Which lines below contain the word "will"? Copy each of them.

(Stored entries)
****************************************

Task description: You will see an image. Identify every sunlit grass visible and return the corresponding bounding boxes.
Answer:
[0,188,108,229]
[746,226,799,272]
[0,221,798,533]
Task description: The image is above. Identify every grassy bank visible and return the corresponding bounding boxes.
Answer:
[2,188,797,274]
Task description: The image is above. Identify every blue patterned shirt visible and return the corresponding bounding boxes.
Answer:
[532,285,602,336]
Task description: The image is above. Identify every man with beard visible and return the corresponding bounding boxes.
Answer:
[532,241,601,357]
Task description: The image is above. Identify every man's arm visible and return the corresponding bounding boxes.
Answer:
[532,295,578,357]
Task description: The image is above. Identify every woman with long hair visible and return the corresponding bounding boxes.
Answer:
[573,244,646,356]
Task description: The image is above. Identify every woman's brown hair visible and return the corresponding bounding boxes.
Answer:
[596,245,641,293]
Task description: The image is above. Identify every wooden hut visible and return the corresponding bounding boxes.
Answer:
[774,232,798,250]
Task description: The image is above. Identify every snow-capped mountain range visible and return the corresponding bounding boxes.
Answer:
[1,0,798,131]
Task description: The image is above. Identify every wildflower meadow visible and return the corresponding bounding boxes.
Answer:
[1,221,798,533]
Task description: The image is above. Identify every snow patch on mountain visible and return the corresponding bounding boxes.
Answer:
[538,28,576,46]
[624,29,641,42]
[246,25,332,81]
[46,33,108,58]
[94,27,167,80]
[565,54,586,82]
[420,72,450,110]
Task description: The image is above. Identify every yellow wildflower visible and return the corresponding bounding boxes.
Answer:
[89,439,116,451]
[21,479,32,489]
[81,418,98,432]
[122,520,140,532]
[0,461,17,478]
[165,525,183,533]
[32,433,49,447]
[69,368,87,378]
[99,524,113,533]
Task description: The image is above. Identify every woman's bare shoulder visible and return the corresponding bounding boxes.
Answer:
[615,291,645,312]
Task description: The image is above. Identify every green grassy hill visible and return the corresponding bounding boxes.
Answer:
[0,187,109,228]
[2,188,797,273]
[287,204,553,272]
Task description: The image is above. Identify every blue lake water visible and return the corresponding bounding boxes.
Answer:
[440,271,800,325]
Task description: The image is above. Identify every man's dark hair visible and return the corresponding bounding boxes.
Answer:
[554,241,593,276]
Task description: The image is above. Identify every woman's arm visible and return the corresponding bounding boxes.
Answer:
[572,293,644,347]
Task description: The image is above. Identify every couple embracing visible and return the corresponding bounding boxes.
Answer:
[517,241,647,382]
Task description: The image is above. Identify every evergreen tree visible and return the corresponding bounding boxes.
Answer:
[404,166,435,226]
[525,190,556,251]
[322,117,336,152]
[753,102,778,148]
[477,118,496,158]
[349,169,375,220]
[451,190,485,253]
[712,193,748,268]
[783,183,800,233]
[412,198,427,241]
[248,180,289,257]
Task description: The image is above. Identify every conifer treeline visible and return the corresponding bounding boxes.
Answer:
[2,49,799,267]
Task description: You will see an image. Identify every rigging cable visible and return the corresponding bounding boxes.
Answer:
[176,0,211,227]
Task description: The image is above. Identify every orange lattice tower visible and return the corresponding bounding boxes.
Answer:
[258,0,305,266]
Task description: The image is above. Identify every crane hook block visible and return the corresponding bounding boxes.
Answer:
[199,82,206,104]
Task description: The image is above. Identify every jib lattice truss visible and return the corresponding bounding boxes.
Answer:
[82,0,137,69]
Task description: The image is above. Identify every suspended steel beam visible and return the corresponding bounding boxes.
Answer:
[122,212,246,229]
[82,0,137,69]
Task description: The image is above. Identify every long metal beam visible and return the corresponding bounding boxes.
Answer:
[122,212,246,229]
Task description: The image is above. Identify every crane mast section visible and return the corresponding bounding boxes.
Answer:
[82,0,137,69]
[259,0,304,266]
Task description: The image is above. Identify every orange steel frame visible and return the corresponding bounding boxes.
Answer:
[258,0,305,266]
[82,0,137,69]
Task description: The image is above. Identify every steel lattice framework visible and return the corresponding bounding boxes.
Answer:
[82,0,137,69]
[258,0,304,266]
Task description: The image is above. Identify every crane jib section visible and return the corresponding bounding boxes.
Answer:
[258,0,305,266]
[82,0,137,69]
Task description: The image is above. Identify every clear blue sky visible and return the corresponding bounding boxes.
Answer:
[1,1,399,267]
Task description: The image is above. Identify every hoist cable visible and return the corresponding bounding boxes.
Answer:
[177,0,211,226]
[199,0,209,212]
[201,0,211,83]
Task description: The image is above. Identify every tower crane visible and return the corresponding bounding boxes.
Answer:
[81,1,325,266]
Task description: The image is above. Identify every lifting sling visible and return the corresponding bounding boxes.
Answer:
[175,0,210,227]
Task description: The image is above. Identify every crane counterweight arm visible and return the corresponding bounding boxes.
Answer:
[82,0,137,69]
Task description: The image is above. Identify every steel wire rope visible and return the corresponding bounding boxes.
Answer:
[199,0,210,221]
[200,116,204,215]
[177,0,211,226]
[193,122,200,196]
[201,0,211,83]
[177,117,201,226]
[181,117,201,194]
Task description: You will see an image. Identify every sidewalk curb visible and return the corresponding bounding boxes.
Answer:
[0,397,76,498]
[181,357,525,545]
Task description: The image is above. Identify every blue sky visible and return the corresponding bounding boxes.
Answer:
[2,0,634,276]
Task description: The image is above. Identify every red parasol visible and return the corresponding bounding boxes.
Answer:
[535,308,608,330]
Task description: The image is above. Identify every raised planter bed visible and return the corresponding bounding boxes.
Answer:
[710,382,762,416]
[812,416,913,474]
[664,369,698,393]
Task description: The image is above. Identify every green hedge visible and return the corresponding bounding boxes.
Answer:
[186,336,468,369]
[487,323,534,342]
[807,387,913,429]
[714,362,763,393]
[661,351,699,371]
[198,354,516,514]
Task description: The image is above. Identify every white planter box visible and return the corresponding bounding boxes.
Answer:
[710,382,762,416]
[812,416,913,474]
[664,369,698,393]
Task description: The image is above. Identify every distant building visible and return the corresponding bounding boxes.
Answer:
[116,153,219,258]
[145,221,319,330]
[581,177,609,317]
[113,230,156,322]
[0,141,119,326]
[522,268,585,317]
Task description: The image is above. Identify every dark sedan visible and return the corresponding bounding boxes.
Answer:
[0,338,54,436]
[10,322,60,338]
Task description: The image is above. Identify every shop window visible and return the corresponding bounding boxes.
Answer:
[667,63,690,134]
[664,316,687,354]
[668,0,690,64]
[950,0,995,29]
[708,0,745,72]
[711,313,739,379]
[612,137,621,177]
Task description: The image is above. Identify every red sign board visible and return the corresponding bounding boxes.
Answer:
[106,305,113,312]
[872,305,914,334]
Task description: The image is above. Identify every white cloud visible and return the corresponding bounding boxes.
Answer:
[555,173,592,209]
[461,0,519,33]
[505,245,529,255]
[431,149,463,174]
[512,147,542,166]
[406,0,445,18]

****************************************

- **ANSWER TO THIS PROBLEM**:
Task description: You will see an image. Identify every sunlit grass visible and return the corresponding bounding boxes.
Task description: You will see an image. Identify every rigging cable visible and return the corresponding bounding boxes.
Task description: You will see an image. Identify every sidewalk curb visible and return the corresponding bounding boxes.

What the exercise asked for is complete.